• [Records shown]
════

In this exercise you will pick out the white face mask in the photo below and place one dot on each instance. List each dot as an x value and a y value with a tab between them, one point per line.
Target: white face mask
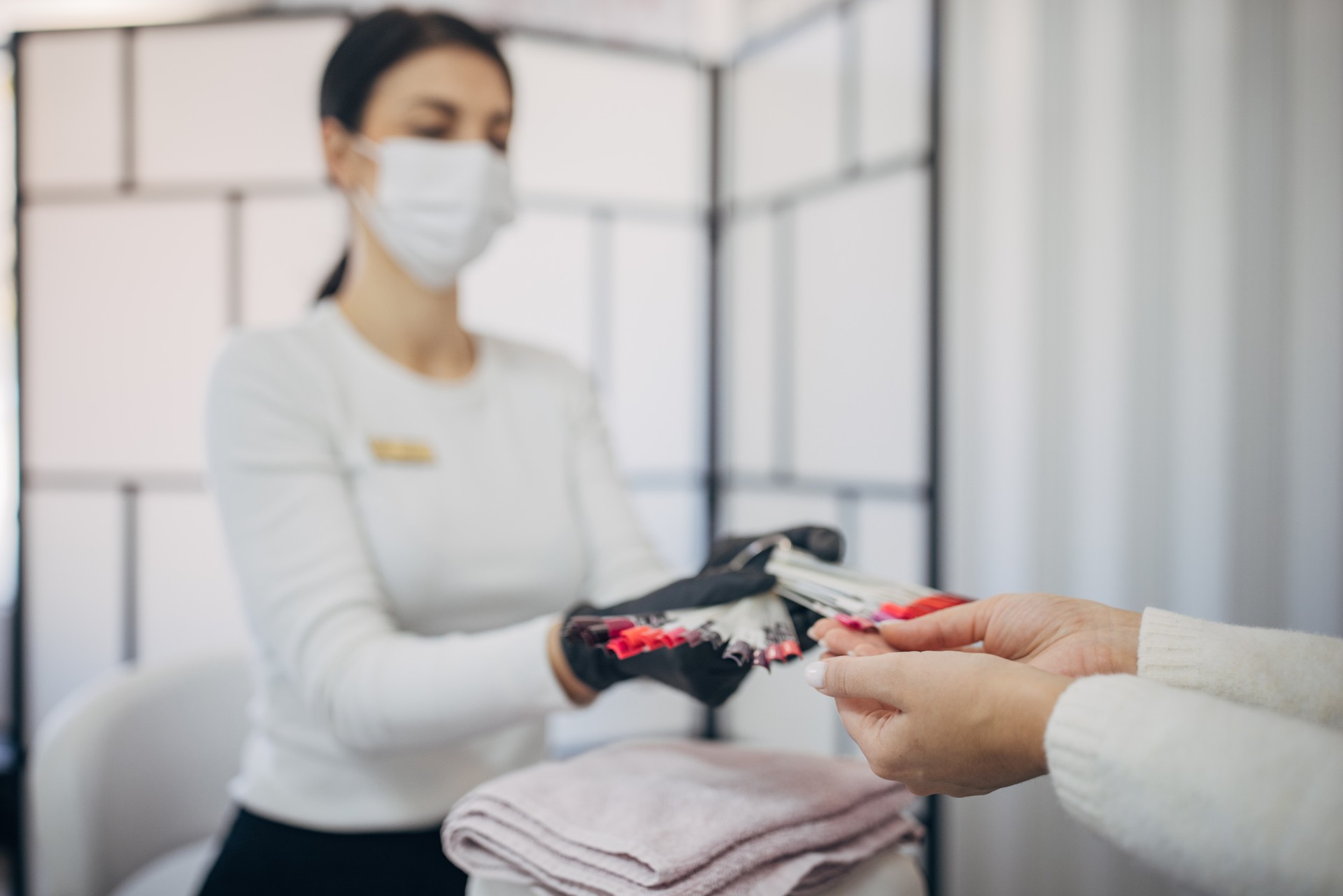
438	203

════

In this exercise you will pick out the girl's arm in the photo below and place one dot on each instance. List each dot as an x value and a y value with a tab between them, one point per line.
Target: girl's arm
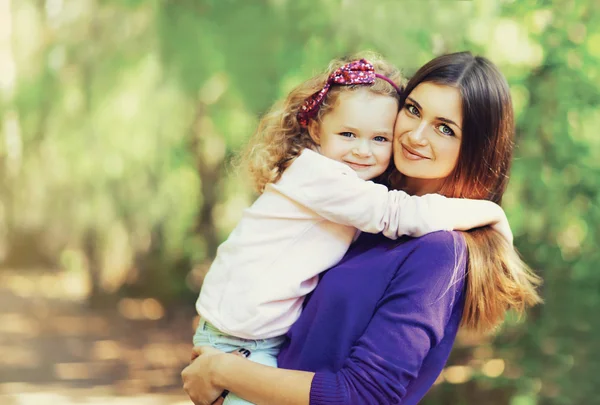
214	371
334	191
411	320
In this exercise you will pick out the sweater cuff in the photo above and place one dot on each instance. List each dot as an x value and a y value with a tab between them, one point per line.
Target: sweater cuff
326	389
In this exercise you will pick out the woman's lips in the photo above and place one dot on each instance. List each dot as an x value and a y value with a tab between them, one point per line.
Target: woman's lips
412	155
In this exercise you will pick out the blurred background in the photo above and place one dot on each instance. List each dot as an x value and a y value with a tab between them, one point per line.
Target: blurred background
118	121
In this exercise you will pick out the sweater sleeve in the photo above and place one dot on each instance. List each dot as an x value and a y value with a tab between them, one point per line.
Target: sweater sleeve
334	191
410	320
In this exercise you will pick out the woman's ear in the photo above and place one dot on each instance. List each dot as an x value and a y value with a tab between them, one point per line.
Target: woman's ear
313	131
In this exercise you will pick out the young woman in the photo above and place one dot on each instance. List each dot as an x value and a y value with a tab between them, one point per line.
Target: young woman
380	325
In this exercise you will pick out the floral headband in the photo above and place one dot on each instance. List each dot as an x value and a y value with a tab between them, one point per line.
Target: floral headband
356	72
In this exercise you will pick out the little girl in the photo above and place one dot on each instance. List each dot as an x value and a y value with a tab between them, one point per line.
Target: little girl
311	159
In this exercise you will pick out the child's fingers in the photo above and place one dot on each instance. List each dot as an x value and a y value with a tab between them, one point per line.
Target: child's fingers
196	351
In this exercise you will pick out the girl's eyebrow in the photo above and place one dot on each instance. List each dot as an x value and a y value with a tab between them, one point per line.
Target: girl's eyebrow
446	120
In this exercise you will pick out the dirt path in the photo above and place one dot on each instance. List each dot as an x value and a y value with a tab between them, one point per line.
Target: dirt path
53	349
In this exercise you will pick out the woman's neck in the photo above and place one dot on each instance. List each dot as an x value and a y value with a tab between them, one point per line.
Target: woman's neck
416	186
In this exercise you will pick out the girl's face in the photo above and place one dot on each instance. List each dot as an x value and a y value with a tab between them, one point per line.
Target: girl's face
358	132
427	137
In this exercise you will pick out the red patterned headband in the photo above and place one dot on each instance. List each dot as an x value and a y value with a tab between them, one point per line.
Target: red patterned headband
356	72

════

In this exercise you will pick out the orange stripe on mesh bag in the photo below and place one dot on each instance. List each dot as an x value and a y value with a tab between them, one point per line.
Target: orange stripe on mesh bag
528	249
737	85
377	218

════

Please find each line in the rows above that contains the string "child" and copy those lines out. Treat uppercase and lowercase as different.

• [Final result]
In this exercise you will pick out the child's fingers in the photo above and place one dot on each instance. List each dot as an x value and a y value with a tab between them, one point per line.
Target: child's fingers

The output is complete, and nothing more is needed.